* _Challenge_
Find the line containing "Each instance of the curved" in the entries; transcribe it and all remaining lines through the end, exactly as they appear, but not the pictures.
** begin Records provided **
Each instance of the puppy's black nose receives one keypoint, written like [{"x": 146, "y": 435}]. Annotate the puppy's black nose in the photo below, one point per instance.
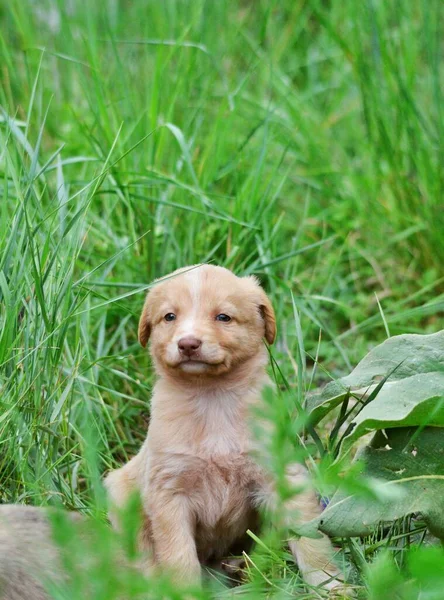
[{"x": 188, "y": 345}]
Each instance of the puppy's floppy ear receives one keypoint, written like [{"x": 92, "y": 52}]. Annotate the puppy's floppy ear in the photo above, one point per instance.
[
  {"x": 269, "y": 317},
  {"x": 266, "y": 310},
  {"x": 144, "y": 323}
]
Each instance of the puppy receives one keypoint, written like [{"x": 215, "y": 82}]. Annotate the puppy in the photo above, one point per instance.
[{"x": 200, "y": 486}]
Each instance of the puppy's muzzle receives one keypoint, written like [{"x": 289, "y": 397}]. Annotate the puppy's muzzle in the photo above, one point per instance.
[{"x": 189, "y": 345}]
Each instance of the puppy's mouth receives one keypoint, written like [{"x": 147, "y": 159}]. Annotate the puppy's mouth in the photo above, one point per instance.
[
  {"x": 197, "y": 364},
  {"x": 190, "y": 363}
]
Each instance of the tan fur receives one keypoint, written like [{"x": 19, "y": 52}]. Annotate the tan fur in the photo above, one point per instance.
[{"x": 201, "y": 488}]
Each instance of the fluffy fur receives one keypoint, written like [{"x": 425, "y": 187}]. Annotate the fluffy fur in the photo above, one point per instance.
[{"x": 200, "y": 486}]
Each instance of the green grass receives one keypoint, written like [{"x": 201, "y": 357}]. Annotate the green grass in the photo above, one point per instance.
[{"x": 297, "y": 140}]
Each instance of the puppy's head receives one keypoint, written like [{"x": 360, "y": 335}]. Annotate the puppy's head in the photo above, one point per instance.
[{"x": 203, "y": 320}]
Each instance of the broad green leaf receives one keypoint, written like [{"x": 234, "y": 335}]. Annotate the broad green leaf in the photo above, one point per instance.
[
  {"x": 416, "y": 400},
  {"x": 405, "y": 357},
  {"x": 402, "y": 460}
]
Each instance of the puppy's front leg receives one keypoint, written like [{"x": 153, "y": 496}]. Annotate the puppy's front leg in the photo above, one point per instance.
[
  {"x": 313, "y": 556},
  {"x": 173, "y": 528}
]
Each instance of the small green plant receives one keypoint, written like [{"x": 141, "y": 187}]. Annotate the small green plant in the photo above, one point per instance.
[{"x": 397, "y": 394}]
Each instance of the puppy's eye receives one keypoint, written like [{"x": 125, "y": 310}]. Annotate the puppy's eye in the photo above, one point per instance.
[{"x": 223, "y": 318}]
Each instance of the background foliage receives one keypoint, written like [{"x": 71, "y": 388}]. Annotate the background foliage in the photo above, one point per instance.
[{"x": 299, "y": 140}]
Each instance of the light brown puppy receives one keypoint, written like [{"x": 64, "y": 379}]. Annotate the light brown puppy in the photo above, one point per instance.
[{"x": 201, "y": 489}]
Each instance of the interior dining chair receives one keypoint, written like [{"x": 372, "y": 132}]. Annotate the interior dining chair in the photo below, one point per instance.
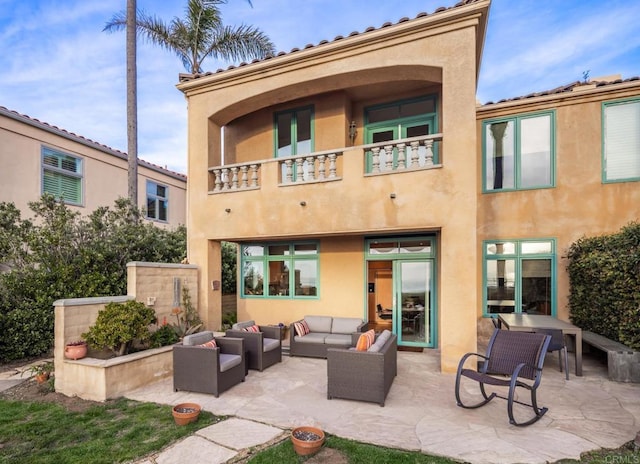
[{"x": 557, "y": 344}]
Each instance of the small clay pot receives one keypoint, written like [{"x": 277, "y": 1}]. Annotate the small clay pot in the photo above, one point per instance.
[
  {"x": 185, "y": 413},
  {"x": 307, "y": 440}
]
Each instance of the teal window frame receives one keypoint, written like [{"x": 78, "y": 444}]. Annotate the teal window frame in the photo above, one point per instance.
[
  {"x": 518, "y": 254},
  {"x": 633, "y": 136},
  {"x": 62, "y": 176},
  {"x": 517, "y": 173},
  {"x": 293, "y": 134},
  {"x": 160, "y": 201},
  {"x": 400, "y": 125},
  {"x": 289, "y": 257}
]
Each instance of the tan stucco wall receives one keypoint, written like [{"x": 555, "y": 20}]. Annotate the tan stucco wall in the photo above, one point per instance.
[
  {"x": 580, "y": 204},
  {"x": 100, "y": 379},
  {"x": 430, "y": 55},
  {"x": 104, "y": 175}
]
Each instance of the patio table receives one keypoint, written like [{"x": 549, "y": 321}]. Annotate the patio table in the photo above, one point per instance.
[{"x": 526, "y": 322}]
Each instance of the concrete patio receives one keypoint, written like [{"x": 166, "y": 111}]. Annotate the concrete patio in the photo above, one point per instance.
[{"x": 585, "y": 413}]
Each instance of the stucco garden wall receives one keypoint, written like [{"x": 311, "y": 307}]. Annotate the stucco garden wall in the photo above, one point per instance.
[{"x": 98, "y": 379}]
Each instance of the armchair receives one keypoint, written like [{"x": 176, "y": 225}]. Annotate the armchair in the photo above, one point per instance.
[
  {"x": 202, "y": 369},
  {"x": 264, "y": 348}
]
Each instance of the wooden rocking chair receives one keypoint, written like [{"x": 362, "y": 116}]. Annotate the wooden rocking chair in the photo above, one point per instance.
[{"x": 512, "y": 358}]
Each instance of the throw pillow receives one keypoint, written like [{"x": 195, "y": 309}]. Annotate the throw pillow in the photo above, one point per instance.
[
  {"x": 365, "y": 340},
  {"x": 302, "y": 328},
  {"x": 209, "y": 344}
]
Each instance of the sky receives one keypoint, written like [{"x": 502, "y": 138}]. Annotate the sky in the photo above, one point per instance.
[{"x": 58, "y": 66}]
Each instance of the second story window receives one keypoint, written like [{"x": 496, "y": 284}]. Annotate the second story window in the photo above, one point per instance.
[
  {"x": 157, "y": 201},
  {"x": 519, "y": 152},
  {"x": 62, "y": 176},
  {"x": 621, "y": 141}
]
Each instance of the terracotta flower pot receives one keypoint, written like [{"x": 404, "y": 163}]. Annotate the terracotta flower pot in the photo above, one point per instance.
[
  {"x": 75, "y": 352},
  {"x": 307, "y": 440},
  {"x": 185, "y": 413}
]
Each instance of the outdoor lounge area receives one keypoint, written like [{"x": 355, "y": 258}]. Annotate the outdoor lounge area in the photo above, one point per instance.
[{"x": 420, "y": 411}]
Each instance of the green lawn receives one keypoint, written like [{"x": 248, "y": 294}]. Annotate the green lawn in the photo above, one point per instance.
[{"x": 116, "y": 431}]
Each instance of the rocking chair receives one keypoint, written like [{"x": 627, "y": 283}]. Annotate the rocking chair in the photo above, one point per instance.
[{"x": 511, "y": 358}]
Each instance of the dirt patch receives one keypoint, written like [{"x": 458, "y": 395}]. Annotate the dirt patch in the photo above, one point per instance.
[{"x": 30, "y": 390}]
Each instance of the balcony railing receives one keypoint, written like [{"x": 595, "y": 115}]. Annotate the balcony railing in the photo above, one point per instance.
[{"x": 379, "y": 158}]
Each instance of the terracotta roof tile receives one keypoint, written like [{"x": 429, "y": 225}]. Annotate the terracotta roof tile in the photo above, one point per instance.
[
  {"x": 563, "y": 89},
  {"x": 184, "y": 77},
  {"x": 85, "y": 141}
]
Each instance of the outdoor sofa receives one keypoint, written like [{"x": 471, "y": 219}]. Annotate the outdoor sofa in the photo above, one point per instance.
[
  {"x": 363, "y": 375},
  {"x": 323, "y": 332}
]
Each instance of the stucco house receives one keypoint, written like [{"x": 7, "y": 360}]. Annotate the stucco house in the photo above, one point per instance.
[
  {"x": 360, "y": 178},
  {"x": 40, "y": 158}
]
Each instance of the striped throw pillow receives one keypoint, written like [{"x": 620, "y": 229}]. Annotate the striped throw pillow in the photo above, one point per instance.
[
  {"x": 209, "y": 344},
  {"x": 365, "y": 340},
  {"x": 302, "y": 328}
]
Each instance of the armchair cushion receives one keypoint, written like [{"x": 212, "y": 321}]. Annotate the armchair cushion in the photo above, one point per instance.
[
  {"x": 209, "y": 344},
  {"x": 269, "y": 344}
]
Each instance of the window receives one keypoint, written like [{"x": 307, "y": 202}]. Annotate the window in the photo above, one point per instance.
[
  {"x": 519, "y": 276},
  {"x": 401, "y": 120},
  {"x": 62, "y": 176},
  {"x": 519, "y": 152},
  {"x": 290, "y": 270},
  {"x": 157, "y": 201},
  {"x": 621, "y": 141},
  {"x": 294, "y": 135}
]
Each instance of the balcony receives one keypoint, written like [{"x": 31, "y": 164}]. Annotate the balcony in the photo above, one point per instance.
[{"x": 383, "y": 158}]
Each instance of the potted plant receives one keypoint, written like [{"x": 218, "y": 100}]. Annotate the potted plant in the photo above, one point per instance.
[
  {"x": 185, "y": 413},
  {"x": 118, "y": 325},
  {"x": 307, "y": 440},
  {"x": 41, "y": 371},
  {"x": 75, "y": 350}
]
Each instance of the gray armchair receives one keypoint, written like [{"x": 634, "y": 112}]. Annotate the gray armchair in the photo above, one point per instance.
[
  {"x": 208, "y": 370},
  {"x": 263, "y": 348}
]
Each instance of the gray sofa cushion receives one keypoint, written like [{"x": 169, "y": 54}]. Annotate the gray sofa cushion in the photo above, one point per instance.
[
  {"x": 269, "y": 344},
  {"x": 227, "y": 361},
  {"x": 311, "y": 337},
  {"x": 198, "y": 338},
  {"x": 319, "y": 323},
  {"x": 338, "y": 340},
  {"x": 345, "y": 325}
]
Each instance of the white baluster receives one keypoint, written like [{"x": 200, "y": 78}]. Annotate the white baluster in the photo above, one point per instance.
[
  {"x": 244, "y": 177},
  {"x": 225, "y": 179},
  {"x": 429, "y": 155},
  {"x": 414, "y": 154},
  {"x": 217, "y": 181},
  {"x": 311, "y": 168},
  {"x": 254, "y": 175},
  {"x": 299, "y": 170},
  {"x": 388, "y": 150},
  {"x": 234, "y": 178},
  {"x": 288, "y": 171},
  {"x": 375, "y": 159},
  {"x": 332, "y": 165},
  {"x": 401, "y": 156},
  {"x": 321, "y": 173}
]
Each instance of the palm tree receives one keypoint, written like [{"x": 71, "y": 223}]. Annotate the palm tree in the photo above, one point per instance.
[{"x": 199, "y": 35}]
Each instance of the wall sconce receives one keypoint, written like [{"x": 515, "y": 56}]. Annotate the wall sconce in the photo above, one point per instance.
[{"x": 352, "y": 132}]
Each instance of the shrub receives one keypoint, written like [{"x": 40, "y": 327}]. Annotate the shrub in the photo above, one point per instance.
[
  {"x": 118, "y": 325},
  {"x": 604, "y": 278}
]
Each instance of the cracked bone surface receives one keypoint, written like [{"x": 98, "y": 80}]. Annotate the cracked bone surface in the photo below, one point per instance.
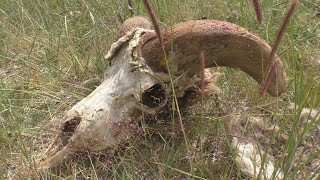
[{"x": 137, "y": 80}]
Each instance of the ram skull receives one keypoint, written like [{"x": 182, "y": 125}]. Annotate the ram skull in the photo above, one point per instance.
[{"x": 137, "y": 79}]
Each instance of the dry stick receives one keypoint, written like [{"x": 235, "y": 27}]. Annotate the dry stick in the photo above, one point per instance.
[
  {"x": 131, "y": 8},
  {"x": 272, "y": 62},
  {"x": 202, "y": 75},
  {"x": 257, "y": 8},
  {"x": 156, "y": 27},
  {"x": 154, "y": 20}
]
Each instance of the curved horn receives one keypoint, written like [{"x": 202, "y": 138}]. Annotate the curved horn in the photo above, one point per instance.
[
  {"x": 132, "y": 23},
  {"x": 223, "y": 43}
]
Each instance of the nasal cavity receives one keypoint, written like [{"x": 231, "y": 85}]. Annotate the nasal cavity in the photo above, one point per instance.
[
  {"x": 68, "y": 129},
  {"x": 154, "y": 96}
]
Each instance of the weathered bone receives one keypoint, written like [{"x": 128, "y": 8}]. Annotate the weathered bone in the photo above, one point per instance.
[{"x": 137, "y": 82}]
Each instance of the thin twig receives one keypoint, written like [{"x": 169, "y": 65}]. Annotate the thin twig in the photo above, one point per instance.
[
  {"x": 257, "y": 8},
  {"x": 272, "y": 62},
  {"x": 131, "y": 7},
  {"x": 202, "y": 75},
  {"x": 154, "y": 20}
]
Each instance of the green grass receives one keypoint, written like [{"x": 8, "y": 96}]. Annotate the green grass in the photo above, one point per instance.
[{"x": 48, "y": 49}]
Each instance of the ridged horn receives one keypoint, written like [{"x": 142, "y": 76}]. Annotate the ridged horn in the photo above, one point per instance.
[
  {"x": 132, "y": 23},
  {"x": 223, "y": 44}
]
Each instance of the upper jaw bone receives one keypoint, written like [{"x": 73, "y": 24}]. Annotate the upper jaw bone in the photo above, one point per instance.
[{"x": 98, "y": 121}]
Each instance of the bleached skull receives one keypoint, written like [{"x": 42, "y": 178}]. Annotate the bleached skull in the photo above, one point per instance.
[{"x": 138, "y": 80}]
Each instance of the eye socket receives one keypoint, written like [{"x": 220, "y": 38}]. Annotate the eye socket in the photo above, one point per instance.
[{"x": 154, "y": 96}]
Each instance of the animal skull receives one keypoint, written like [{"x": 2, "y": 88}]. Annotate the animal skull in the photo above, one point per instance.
[{"x": 137, "y": 79}]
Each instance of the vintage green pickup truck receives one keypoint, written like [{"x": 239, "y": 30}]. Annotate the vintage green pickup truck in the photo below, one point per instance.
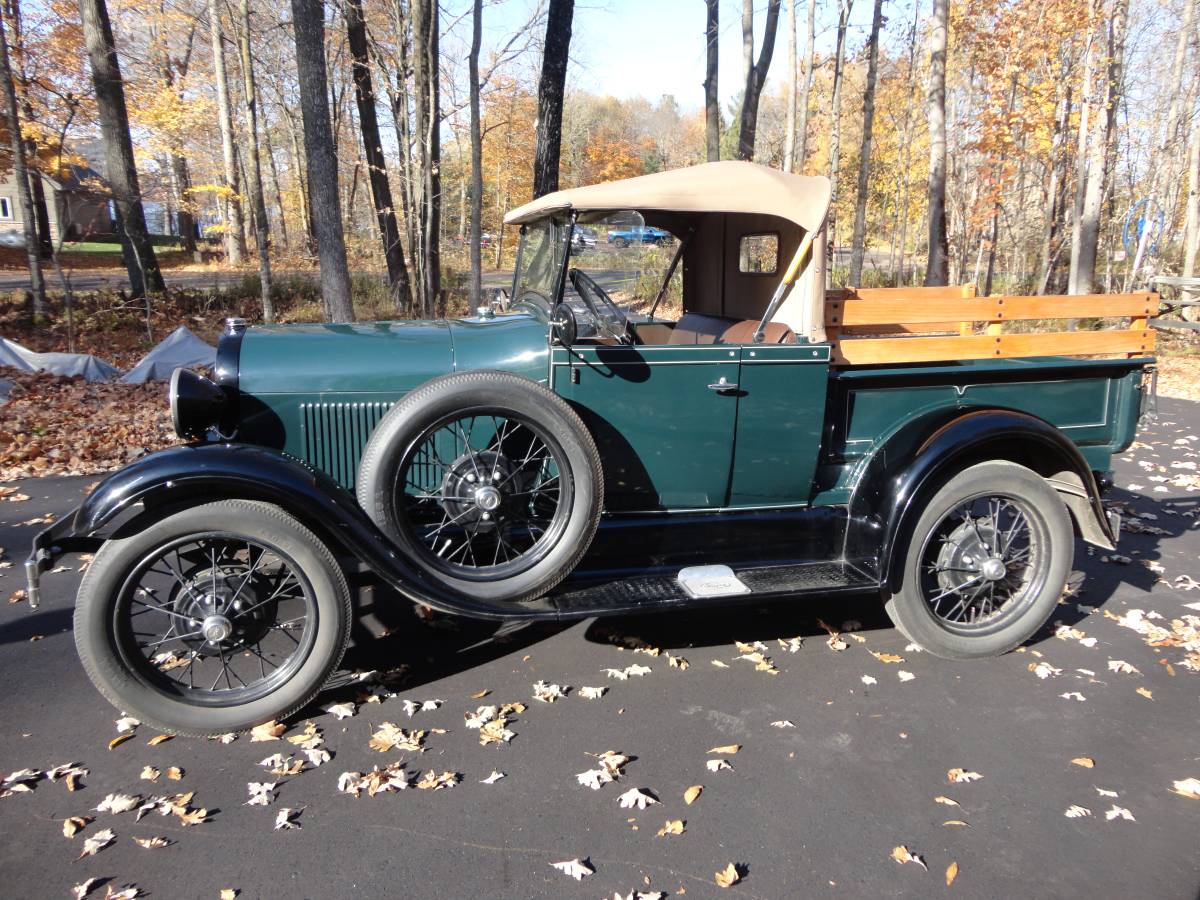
[{"x": 570, "y": 453}]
** end Records provided **
* _Finished exercise_
Each instance of the curved horn receives one keypoint, written like [{"x": 202, "y": 138}]. Annotate the curved horn in the photo above, one point per instance.
[
  {"x": 132, "y": 23},
  {"x": 223, "y": 43}
]
Each instance of the nasal cavity receives one keypoint, written like [{"x": 231, "y": 85}]. Annotate the nasal cavity in the photo above, one point per instance.
[
  {"x": 68, "y": 129},
  {"x": 154, "y": 96}
]
Each instance of the weathered bone receives one keypoint, written like [{"x": 128, "y": 8}]. Annotate the weathered bone in the photo above, one point per instance.
[{"x": 137, "y": 82}]
Each instance of the thin twig receives one keypoint, written like [{"x": 169, "y": 65}]. Annotate the thin twig in the photo above, one point per instance.
[
  {"x": 257, "y": 8},
  {"x": 272, "y": 62},
  {"x": 131, "y": 7},
  {"x": 202, "y": 75},
  {"x": 154, "y": 20}
]
Each instance of the green grass receives one keypoint, written like [{"x": 8, "y": 96}]. Annotate the green grass in the photo above, one point per instance.
[{"x": 48, "y": 49}]
Each instance of the ridged horn receives one keypoint, written like [{"x": 142, "y": 76}]. Annotate the ridged horn in the photo above, one point per instance.
[
  {"x": 132, "y": 23},
  {"x": 223, "y": 44}
]
Each instance of the upper jaw bone receives one keypoint, written like [{"x": 73, "y": 24}]. Annotate the upper jaw bone in the photo above, one point per instance.
[{"x": 98, "y": 121}]
Each instance of the bleached skull receives one keypoint, written like [{"x": 42, "y": 178}]. Annotate the bleached skull in the photo above, one point per instance.
[{"x": 138, "y": 80}]
Each instance of the eye socket receives one keypoint, written like [{"x": 220, "y": 38}]. Annotate the eye socket in the photo above, one point per instance.
[{"x": 154, "y": 96}]
Each instance of the animal skull receives one keypoint, written like [{"x": 2, "y": 88}]. Annotate the animal skull in the photo above, one point per instance.
[{"x": 137, "y": 79}]
Each instance of the vintage green pickup truck receives one keypoint, written like [{"x": 239, "y": 30}]. Annotate the vintage green pickup truck in the photo below, one point per instance.
[{"x": 570, "y": 453}]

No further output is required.